RECORDS FOR THIS EXERCISE: Begin

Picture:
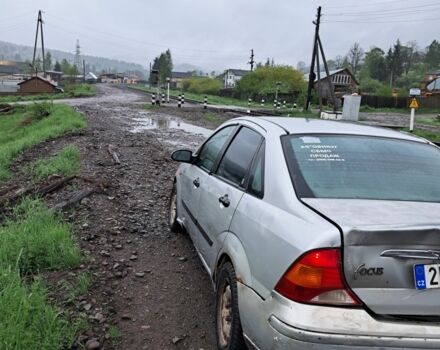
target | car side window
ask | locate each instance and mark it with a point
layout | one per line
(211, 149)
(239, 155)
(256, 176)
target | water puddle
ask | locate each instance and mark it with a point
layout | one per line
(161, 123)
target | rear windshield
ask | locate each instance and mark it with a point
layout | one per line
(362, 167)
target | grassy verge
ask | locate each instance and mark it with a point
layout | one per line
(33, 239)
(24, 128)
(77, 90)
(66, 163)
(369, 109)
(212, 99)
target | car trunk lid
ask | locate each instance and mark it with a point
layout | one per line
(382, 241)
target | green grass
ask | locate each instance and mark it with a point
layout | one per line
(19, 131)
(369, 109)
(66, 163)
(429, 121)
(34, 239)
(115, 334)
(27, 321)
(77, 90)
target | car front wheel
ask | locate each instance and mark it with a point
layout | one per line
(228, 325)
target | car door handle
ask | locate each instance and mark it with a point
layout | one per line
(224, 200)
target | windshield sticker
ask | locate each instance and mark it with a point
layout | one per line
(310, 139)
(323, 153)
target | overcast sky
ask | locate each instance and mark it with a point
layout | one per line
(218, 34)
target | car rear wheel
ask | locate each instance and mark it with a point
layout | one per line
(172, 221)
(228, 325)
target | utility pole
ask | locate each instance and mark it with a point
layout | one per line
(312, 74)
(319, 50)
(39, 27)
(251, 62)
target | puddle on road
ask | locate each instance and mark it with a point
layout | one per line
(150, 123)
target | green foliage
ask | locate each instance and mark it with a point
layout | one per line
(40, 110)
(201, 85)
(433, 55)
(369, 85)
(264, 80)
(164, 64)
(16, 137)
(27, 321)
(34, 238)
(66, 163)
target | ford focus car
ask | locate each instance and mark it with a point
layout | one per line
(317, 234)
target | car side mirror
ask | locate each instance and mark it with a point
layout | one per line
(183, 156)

RECORDS FOR THIS EXERCISE: End

- [EXERCISE PROMPT] If a line above holds the string "wheel", return it as it stands.

- [ANSWER FOR THE TASK]
target | car front wheel
target | car rear wheel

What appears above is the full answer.